## PASSAGE GIVEN

......

# TS thin strip cutting jig



## seaco (20 Jul 2008)

I use to cut small strips etc. from a board as I have little room to the left of my saw.

You first measure from the blade to the round section on the jig to get the initial measurement then make your first cut then all you do is move the saw guide pushing the board over untill it just touches the jig again, simple and works well...







A really simple one for when I'm cutting thin strips I find that if the blade is close to the guide there can be a problem pushing the wood past the blade so this solves this and stops any chance of binding...


----------



## OPJ (20 Jul 2008)

I like it, but would it not be better to have your "sub-fence" drawn back slightly, so it doesn't extend past the last cutting tooth at the front of the blade...?

What I'm trying to say is, when ripping timber, kickback usually occurs because the timber comes in to contact with the rising teeth at the back. As the timber is being cut, stresses are released and it can want to curl towards or away from the blade - it just seems as though your method might encourage contact with the rear teeth?


----------



## seaco (20 Jul 2008)

OPJ":27errk70 said:


> I like it, but would it not be better to have your "sub-fence" drawn back slightly, so it doesn't extend past the last cutting tooth at the front of the blade...?
> 
> What I'm trying to say is, when ripping timber, kickback usually occurs because the timber comes in to contact with the rising teeth at the back. As the timber is being cut, stresses are released and it can want to curl towards or away from the blade - it just seems as though your method might encourage contact with the rear teeth?



Good point I do usually do that but I just stuck it on for the pic should have been more careful ...


----------

......

## SHORT EXERCISE A
Return the lines of the records unchanged, beginning at the line that contains "outline **jersey sleeve**" and stopping after the line that contains "M 52 73 L 54".
The records are unrelated to the strip-cutting jig thread and come from a separate source.

......

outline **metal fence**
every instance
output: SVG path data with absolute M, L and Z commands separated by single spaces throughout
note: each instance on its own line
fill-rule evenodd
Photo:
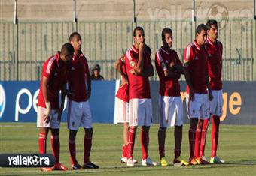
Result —
M 152 64 L 162 45 L 164 27 L 172 29 L 173 49 L 183 61 L 183 51 L 194 40 L 196 25 L 203 22 L 206 22 L 139 21 L 152 50 Z M 120 79 L 114 63 L 131 46 L 133 27 L 131 22 L 0 23 L 0 80 L 39 79 L 43 62 L 69 41 L 76 28 L 81 34 L 82 50 L 90 67 L 99 64 L 106 80 Z M 218 38 L 224 46 L 223 80 L 256 80 L 255 33 L 255 21 L 248 19 L 229 20 L 221 26 Z M 151 79 L 158 79 L 156 72 Z

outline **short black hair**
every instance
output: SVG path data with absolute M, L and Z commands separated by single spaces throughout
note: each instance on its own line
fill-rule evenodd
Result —
M 73 38 L 75 36 L 78 36 L 81 38 L 81 35 L 78 32 L 74 31 L 72 34 L 70 34 L 69 36 L 69 42 L 73 40 Z
M 61 47 L 60 54 L 61 55 L 73 55 L 74 48 L 69 43 L 66 43 Z
M 207 27 L 204 24 L 200 24 L 196 29 L 196 34 L 200 34 L 202 31 L 207 31 Z
M 206 22 L 207 29 L 209 30 L 212 25 L 215 25 L 216 28 L 218 28 L 218 22 L 217 22 L 216 20 L 215 20 L 215 19 L 208 20 L 207 22 Z
M 136 37 L 137 31 L 142 31 L 144 33 L 144 29 L 142 28 L 142 27 L 137 26 L 133 29 L 133 37 Z
M 147 54 L 148 54 L 149 55 L 151 55 L 151 49 L 148 46 L 148 45 L 145 45 L 145 51 Z
M 172 34 L 172 31 L 169 28 L 165 28 L 162 31 L 162 40 L 165 40 L 166 34 Z

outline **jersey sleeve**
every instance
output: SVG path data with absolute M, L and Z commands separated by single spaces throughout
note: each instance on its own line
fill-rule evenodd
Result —
M 52 73 L 54 59 L 47 59 L 43 65 L 42 75 L 48 78 Z
M 191 46 L 189 45 L 187 46 L 186 49 L 184 51 L 184 68 L 186 70 L 190 69 L 190 63 L 192 60 L 192 48 Z
M 133 57 L 133 52 L 128 50 L 125 55 L 125 63 L 129 65 L 129 67 L 134 68 L 137 65 L 137 61 Z
M 159 70 L 161 69 L 163 71 L 167 70 L 167 67 L 166 67 L 166 64 L 164 63 L 163 58 L 162 58 L 162 55 L 161 55 L 161 53 L 159 50 L 156 53 L 155 64 L 156 64 L 156 67 Z
M 177 52 L 175 52 L 175 61 L 176 61 L 176 64 L 179 65 L 179 66 L 182 66 L 182 62 L 181 61 L 181 60 L 179 59 L 179 57 L 177 54 Z

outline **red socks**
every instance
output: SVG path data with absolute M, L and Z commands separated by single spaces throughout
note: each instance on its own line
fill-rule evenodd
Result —
M 141 131 L 140 139 L 141 139 L 141 144 L 142 144 L 142 159 L 145 160 L 148 158 L 149 135 L 148 135 L 148 132 L 143 131 L 142 128 Z
M 201 142 L 200 142 L 200 157 L 204 155 L 208 125 L 209 125 L 209 118 L 203 120 L 203 127 L 202 127 L 202 134 L 201 134 Z
M 56 163 L 59 163 L 59 136 L 53 136 L 53 134 L 50 136 L 50 142 L 51 142 L 51 148 L 53 150 L 53 156 L 56 159 Z
M 196 132 L 196 138 L 195 138 L 195 148 L 194 148 L 194 157 L 195 158 L 199 157 L 199 151 L 200 148 L 200 142 L 201 142 L 201 135 L 202 135 L 202 130 L 199 127 L 197 127 Z
M 212 157 L 216 156 L 218 141 L 218 131 L 220 126 L 220 117 L 212 116 Z
M 84 164 L 85 164 L 90 161 L 90 149 L 92 148 L 92 137 L 87 138 L 86 136 L 84 136 Z
M 40 132 L 38 139 L 39 154 L 46 153 L 46 135 L 45 133 Z
M 128 132 L 127 159 L 133 157 L 134 142 L 135 142 L 134 127 L 130 127 Z
M 122 148 L 122 151 L 123 151 L 122 158 L 127 157 L 127 148 L 128 148 L 128 145 L 123 145 L 123 148 Z
M 75 164 L 77 162 L 75 158 L 75 141 L 69 140 L 69 148 L 70 153 L 70 159 L 72 164 Z
M 181 156 L 181 148 L 175 148 L 174 149 L 174 154 L 175 154 L 174 158 L 178 158 L 179 156 Z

......

## SHORT EXERCISE B
List every post heading in the strip-cutting jig thread, giving each poster's name and date as shown.

## COMPLETE ANSWER A
outline **jersey sleeve**
every instance
output: SVG path data with absolute M, L and Z commands separated by single spaces throughout
note: each instance on its own line
fill-rule evenodd
Result —
M 52 73 L 54 59 L 47 59 L 43 65 L 42 75 L 48 78 Z

## COMPLETE ANSWER B
seaco (20 Jul 2008)
OPJ (20 Jul 2008)
seaco (20 Jul 2008)